## Instructions for the task
In the records below, find the line with "<point>642,164</point>" and the line with "<point>696,287</point>". Print both exactly, along with every line between them, and no other line.

## Natural-language object grounding data

- - - - -

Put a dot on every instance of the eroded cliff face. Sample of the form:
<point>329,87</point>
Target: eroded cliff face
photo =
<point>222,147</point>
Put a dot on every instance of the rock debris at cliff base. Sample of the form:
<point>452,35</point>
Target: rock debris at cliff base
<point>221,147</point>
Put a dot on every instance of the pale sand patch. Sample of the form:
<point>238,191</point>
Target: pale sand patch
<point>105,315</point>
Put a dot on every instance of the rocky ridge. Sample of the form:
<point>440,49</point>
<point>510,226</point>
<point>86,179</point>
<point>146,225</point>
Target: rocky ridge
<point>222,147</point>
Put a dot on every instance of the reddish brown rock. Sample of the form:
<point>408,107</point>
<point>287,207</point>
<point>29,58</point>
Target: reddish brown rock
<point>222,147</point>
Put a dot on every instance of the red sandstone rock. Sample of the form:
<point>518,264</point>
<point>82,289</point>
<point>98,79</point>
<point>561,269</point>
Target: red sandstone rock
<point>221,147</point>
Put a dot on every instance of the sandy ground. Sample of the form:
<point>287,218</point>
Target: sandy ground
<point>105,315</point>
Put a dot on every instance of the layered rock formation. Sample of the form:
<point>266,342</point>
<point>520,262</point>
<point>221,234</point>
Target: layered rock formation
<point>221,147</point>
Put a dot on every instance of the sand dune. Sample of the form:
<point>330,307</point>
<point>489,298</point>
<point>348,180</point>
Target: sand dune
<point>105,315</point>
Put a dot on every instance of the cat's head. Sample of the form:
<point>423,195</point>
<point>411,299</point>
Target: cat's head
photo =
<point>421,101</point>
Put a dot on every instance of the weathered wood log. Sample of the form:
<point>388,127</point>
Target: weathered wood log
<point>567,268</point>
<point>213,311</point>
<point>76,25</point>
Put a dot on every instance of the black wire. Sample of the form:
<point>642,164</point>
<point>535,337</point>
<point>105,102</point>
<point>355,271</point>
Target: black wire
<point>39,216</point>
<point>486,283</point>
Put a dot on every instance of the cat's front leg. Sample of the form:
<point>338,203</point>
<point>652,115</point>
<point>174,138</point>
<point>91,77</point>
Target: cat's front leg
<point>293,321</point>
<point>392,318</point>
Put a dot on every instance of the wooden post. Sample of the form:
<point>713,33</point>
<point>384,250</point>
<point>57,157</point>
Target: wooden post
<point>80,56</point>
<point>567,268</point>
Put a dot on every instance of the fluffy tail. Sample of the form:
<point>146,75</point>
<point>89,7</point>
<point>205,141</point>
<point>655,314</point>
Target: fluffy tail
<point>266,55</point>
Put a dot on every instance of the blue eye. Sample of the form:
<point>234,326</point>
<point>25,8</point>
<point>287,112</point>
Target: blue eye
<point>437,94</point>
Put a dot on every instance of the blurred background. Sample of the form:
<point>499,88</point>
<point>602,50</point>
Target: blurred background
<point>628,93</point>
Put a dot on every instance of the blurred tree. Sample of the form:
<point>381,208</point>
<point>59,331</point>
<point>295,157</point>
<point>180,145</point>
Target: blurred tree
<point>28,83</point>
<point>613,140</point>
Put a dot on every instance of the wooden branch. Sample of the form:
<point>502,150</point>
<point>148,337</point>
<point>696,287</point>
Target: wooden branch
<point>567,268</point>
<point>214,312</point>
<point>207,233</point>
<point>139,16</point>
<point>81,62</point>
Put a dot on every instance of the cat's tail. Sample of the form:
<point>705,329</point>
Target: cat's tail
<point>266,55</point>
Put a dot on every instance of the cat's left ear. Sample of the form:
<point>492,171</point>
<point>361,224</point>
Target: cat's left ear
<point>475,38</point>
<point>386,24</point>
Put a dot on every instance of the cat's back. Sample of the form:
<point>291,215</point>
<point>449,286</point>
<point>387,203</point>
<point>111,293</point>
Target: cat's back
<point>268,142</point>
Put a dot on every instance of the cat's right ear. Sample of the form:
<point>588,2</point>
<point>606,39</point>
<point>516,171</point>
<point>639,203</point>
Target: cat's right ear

- - - - -

## Problem solution
<point>642,164</point>
<point>535,337</point>
<point>105,102</point>
<point>355,271</point>
Target: black wire
<point>39,216</point>
<point>486,283</point>
Put a dot on every instance of the cat's front leg. Sample of the form:
<point>338,203</point>
<point>652,115</point>
<point>174,138</point>
<point>91,77</point>
Target: cat's front leg
<point>293,321</point>
<point>392,318</point>
Put a dot on every instance of the wooden post. Sample of the form:
<point>713,33</point>
<point>384,250</point>
<point>57,157</point>
Target: wooden post
<point>80,56</point>
<point>567,268</point>
Put a dot on every instance of the fluffy tail. Sample of the form:
<point>146,75</point>
<point>89,7</point>
<point>205,141</point>
<point>655,314</point>
Target: fluffy tail
<point>266,55</point>
Put a dot on every instance of the blue eye. Sample of the form:
<point>234,326</point>
<point>25,8</point>
<point>287,112</point>
Target: blue eye
<point>437,94</point>
Put a dot on every instance of the blurred background. Sample of the form:
<point>499,88</point>
<point>602,50</point>
Target: blurred background
<point>628,93</point>
Put a dot on every instance of the blurred tree. Sample of the form:
<point>381,208</point>
<point>59,331</point>
<point>295,157</point>
<point>180,145</point>
Target: blurred tree
<point>28,83</point>
<point>613,140</point>
Put a dot on every instance of the wooden branch. Sample of the form:
<point>502,150</point>
<point>148,337</point>
<point>696,287</point>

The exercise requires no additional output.